__LIJST MET TAKEN__:
1 > Herhaal woordelijk het stuk uit de uitspraak van de Centrale Raad van Beroep dat begint bij "17.4253 WIA" en eindigt bij "een verweerschrift ingediend.".
2 > Op welke datum meldde appellante zich volgens de uitspraak van de Centrale Raad van Beroep ziek wegens knieklachten?

__GECITEERDE PASSAGE__:
= = = = = = =

ECLI:NL:CRVB:2020:150

Centrale Raad van Beroep

Datum uitspraak
23 januari 2020
Publicatiedatum
23 januari 2020
Zaaknummer
17/4253 WIA
Instantie
Centrale Raad van Beroep
Type
Uitspraak
Rechtsgebied
Bestuursrecht; Socialezekerheidsrecht
Procedures
  • Hoger beroep
Rechters
Vindplaatsen
  • Rechtspraak.nl
AI samenvatting door LexboostAutomatisch gegenereerd

Beëindiging WGA-uitkering en de vaststelling van arbeidsongeschiktheid in het kader van de Wet WIA

In deze zaak gaat het om de beëindiging van de WGA-uitkering van appellante, die zich had ziek gemeld vanwege knieklachten en later psychische klachten. Appellante had een WGA-loonaanvullingsuitkering ontvangen, maar deze werd door het Uwv beëindigd omdat zij minder dan 35% arbeidsongeschikt werd geacht. Appellante ging in beroep tegen deze beslissing, maar de rechtbank verklaarde het beroep ongegrond. De Centrale Raad van Beroep oordeelt dat het medisch onderzoek zorgvuldig is uitgevoerd en dat de functionele mogelijkheden in de FML van 22 maart 2017 correct zijn vastgesteld. De Raad volgt de rechtbank in haar oordeel dat er geen reden is om aan de conclusies van de verzekeringsartsen te twijfelen. Appellante heeft onvoldoende onderbouwd dat haar situatie ten tijde van de beëindiging van de uitkering anders was dan vastgesteld. De Raad bevestigt de uitspraak van de rechtbank en verklaart het hoger beroep ongegrond.

Uitspraak

17.4253 WIA

Datum uitspraak: 23 januari 2020
Centrale Raad van Beroep
Enkelvoudige kamer
Uitspraak op het hoger beroep tegen de uitspraak van de rechtbank Rotterdam
van 17 mei 2017, 16/5876 (aangevallen uitspraak)
Partijen:
[appellante] te [woonplaats] (appellante)
de Raad van bestuur van het Uitvoeringsinstituut werknemersverzekeringen (Uwv)
PROCESVERLOOP
Namens appellante heeft mr. W.C. de Jonge, advocaat, hoger beroep ingesteld.
Het Uwv heeft een verweerschrift ingediend.
Het onderzoek ter zitting heeft plaatsgevonden op 12 december 2019. Appellante en haar gemachtigde zijn niet verschenen. Het Uwv heeft zich laten vertegenwoordigen door
mr. I.M. Veringmeier.

OVERWEGINGEN

1.1.
Appellante is laatstelijk werkzaam geweest als pedagogisch medewerker voor 23,91 uur per week. Op 17 januari 2012 heeft appellante zich ziek gemeld wegens knieklachten. Later zijn daar psychische klachten bijgekomen. Nadat het dienstverband is geëindigd, heeft het Uwv appellante in aanmerking gebracht voor ziekengeld op grond van de Ziektewet (ZW). Van 14 november 2013 tot 8 maart 2014 heeft appellante een uitkering op grond van de Wet arbeid en zorg (WAZO) ontvangen. Aansluitend heeft appellante zich ziek gemeld. Aan appellante is met ingang van 10 maart 2014 opnieuw een uitkering op grond van de ZW toegekend.

= = = = = = =

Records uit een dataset
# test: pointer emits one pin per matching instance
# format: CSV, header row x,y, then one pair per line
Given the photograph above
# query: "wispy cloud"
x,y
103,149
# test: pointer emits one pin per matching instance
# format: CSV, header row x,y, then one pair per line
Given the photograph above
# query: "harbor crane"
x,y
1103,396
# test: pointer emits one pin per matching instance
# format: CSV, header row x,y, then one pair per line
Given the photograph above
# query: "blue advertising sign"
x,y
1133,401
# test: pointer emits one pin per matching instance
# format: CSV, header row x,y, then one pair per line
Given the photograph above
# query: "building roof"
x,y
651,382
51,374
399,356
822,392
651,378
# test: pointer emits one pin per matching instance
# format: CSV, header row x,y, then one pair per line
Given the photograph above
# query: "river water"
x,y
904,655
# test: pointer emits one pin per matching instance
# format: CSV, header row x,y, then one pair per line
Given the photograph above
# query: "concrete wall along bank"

= = = = = = =

__ANTWOORDEN PER TAAK__:
1 >
17.4253 WIA

Datum uitspraak: 23 januari 2020
Centrale Raad van Beroep
Enkelvoudige kamer
Uitspraak op het hoger beroep tegen de uitspraak van de rechtbank Rotterdam
van 17 mei 2017, 16/5876 (aangevallen uitspraak)
Partijen:
[appellante] te [woonplaats] (appellante)
de Raad van bestuur van het Uitvoeringsinstituut werknemersverzekeringen (Uwv)
PROCESVERLOOP
Namens appellante heeft mr. W.C. de Jonge, advocaat, hoger beroep ingesteld.
Het Uwv heeft een verweerschrift ingediend.

2 > Op 17 januari 2012.